[Bounding-box records]
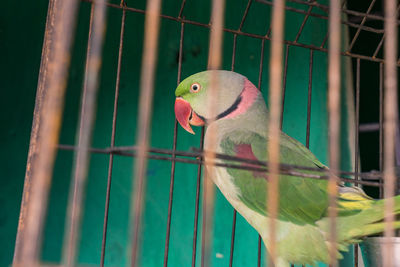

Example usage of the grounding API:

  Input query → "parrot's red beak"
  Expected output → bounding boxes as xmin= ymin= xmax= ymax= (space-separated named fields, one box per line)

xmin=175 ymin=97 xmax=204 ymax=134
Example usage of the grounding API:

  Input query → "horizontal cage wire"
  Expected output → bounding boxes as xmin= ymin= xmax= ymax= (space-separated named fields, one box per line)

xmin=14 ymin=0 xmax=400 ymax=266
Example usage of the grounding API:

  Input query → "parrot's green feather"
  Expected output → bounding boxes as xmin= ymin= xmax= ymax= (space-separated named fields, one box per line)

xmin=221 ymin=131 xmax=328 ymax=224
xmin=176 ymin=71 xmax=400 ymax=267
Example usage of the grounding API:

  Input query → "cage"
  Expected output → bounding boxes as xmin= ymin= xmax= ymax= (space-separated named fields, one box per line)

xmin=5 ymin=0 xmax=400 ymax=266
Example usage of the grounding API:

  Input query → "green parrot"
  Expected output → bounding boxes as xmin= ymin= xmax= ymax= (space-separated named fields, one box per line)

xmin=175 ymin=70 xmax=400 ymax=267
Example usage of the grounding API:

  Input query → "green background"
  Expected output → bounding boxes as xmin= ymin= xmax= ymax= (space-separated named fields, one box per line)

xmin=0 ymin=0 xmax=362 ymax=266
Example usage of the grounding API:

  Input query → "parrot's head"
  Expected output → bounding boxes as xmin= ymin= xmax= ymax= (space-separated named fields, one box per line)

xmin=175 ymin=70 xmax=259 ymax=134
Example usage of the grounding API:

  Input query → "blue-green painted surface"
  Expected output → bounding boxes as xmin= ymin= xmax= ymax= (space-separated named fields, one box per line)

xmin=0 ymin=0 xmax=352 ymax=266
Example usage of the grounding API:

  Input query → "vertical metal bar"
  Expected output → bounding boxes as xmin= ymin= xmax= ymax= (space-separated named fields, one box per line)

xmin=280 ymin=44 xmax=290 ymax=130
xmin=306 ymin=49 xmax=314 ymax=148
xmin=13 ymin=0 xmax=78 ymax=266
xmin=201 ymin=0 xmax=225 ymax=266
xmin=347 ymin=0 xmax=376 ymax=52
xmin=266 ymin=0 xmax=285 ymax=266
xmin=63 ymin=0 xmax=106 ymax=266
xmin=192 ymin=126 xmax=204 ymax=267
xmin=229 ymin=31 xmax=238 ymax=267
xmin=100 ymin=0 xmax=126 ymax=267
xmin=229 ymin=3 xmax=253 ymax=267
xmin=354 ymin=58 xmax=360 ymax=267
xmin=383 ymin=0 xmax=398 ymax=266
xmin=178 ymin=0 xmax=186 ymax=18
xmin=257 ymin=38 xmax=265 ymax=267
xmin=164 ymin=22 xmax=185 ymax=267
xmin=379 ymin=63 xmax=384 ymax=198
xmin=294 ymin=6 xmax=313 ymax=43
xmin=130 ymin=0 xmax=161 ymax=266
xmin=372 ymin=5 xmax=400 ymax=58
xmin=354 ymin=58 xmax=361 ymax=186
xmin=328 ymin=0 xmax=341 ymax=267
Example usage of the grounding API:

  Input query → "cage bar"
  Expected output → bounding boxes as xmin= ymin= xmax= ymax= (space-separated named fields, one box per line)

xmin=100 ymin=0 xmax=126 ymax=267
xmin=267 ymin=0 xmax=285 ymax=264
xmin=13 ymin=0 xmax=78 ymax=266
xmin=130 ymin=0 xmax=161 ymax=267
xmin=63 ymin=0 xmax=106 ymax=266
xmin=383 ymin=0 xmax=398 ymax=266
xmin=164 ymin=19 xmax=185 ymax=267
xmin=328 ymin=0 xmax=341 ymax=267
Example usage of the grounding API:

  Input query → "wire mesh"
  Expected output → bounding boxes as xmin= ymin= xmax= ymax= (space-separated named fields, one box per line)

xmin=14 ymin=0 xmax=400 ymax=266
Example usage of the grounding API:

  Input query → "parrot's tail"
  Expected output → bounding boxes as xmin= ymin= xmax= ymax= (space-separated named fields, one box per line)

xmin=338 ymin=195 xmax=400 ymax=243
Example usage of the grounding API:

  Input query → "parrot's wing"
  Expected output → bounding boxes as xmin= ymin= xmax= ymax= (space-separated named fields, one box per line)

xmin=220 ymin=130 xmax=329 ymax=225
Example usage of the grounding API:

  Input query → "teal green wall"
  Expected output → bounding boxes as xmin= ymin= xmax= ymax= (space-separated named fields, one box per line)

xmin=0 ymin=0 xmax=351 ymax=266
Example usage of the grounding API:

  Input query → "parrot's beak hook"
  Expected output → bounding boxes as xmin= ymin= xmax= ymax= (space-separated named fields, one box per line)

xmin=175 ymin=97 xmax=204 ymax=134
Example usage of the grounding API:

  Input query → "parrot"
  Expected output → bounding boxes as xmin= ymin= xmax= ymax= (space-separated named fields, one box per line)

» **SET TASK**
Copy out all of the lines above word for word, leaving out the pictures.

» **RIGHT ANSWER**
Example usage of the grounding API:

  Input query → "parrot's red beak"
  Expected output → bounding boxes as xmin= ymin= xmax= ymax= (space-separated named fields, one box per line)

xmin=175 ymin=97 xmax=204 ymax=134
Example usage of the grounding API:

  Input query → "horizontal cage wire"
  Expected output → bounding boxes as xmin= ymin= xmax= ymax= (space-separated named fields, one box per line)

xmin=14 ymin=0 xmax=400 ymax=266
Example usage of the grounding API:

  Input query → "parrot's green feather"
  Expected output → bounding boxes as xmin= ymin= xmax= ymax= (space-separated named fields, one box per line)

xmin=221 ymin=131 xmax=328 ymax=224
xmin=176 ymin=71 xmax=400 ymax=267
Example usage of the grounding API:

  Input query → "cage"
  Expected output → bounding boxes as xmin= ymin= xmax= ymax= (space-separated named fields, one box per line)

xmin=5 ymin=0 xmax=400 ymax=266
Example usage of the grounding API:

  Input query → "green parrot"
  Expected output → bounding boxes as xmin= ymin= xmax= ymax= (space-separated named fields, one box per line)

xmin=175 ymin=70 xmax=400 ymax=267
Example usage of the grounding API:

  Input query → "green background"
  Expected output → bounding boxes as xmin= ymin= xmax= ymax= (space-separated named fields, one box per line)

xmin=0 ymin=0 xmax=362 ymax=266
Example usage of the grounding API:

  Input query → "parrot's head"
  Expected output → bounding boxes as xmin= ymin= xmax= ymax= (space-separated named fields, one box per line)

xmin=175 ymin=70 xmax=259 ymax=134
Example usage of the grounding API:

  Input query → "blue-green painted surface"
  Expected output → bounding boxes as xmin= ymin= xmax= ymax= (space-separated named fields, one box per line)

xmin=0 ymin=0 xmax=352 ymax=266
Example usage of the grounding API:

  Input query → "vertical metal bar"
  Expected output → bounding boxes as xmin= ymin= xmax= ymax= (space-separated named fields, one box per line)

xmin=280 ymin=44 xmax=290 ymax=130
xmin=306 ymin=49 xmax=314 ymax=148
xmin=13 ymin=0 xmax=78 ymax=266
xmin=201 ymin=0 xmax=225 ymax=266
xmin=347 ymin=0 xmax=376 ymax=52
xmin=266 ymin=0 xmax=285 ymax=266
xmin=63 ymin=0 xmax=106 ymax=266
xmin=192 ymin=126 xmax=204 ymax=267
xmin=229 ymin=31 xmax=238 ymax=267
xmin=100 ymin=0 xmax=126 ymax=267
xmin=229 ymin=3 xmax=253 ymax=267
xmin=354 ymin=58 xmax=360 ymax=267
xmin=383 ymin=0 xmax=398 ymax=266
xmin=178 ymin=0 xmax=186 ymax=18
xmin=257 ymin=38 xmax=265 ymax=267
xmin=164 ymin=22 xmax=185 ymax=267
xmin=379 ymin=63 xmax=384 ymax=198
xmin=294 ymin=6 xmax=313 ymax=43
xmin=130 ymin=0 xmax=161 ymax=266
xmin=372 ymin=5 xmax=400 ymax=58
xmin=354 ymin=58 xmax=361 ymax=186
xmin=328 ymin=0 xmax=341 ymax=267
Example usage of the grounding API:

  Input query → "cage bar"
  Expected output → bounding boxes as xmin= ymin= xmax= ymax= (space-separated named fields, one box per line)

xmin=100 ymin=0 xmax=126 ymax=267
xmin=267 ymin=0 xmax=285 ymax=264
xmin=13 ymin=0 xmax=78 ymax=266
xmin=130 ymin=0 xmax=161 ymax=267
xmin=63 ymin=0 xmax=106 ymax=266
xmin=383 ymin=0 xmax=398 ymax=266
xmin=164 ymin=19 xmax=185 ymax=267
xmin=328 ymin=0 xmax=341 ymax=267
Example usage of the grounding API:

  Input query → "wire mesh"
  Expected output → bounding boxes as xmin= ymin= xmax= ymax= (space-separated named fields, one box per line)

xmin=14 ymin=0 xmax=400 ymax=266
Example usage of the grounding API:

  Input query → "parrot's tail"
  Expected output → bounding boxes as xmin= ymin= xmax= ymax= (space-separated named fields, one box per line)

xmin=338 ymin=195 xmax=400 ymax=243
Example usage of the grounding API:

  Input query → "parrot's wing"
  Expected output → bounding boxes as xmin= ymin= xmax= ymax= (space-separated named fields, one box per line)

xmin=220 ymin=130 xmax=329 ymax=225
Example usage of the grounding API:

  Input query → "teal green wall"
  Expected output → bounding boxes as xmin= ymin= xmax= ymax= (space-separated named fields, one box per line)

xmin=0 ymin=0 xmax=351 ymax=266
Example usage of the grounding API:

  Input query → "parrot's beak hook"
  Expected output → bounding boxes as xmin= ymin= xmax= ymax= (space-separated named fields, one box per line)

xmin=175 ymin=97 xmax=204 ymax=134
Example usage of the grounding API:

  Input query → "parrot"
  Expected output → bounding boxes as xmin= ymin= xmax= ymax= (space-separated named fields, one box per line)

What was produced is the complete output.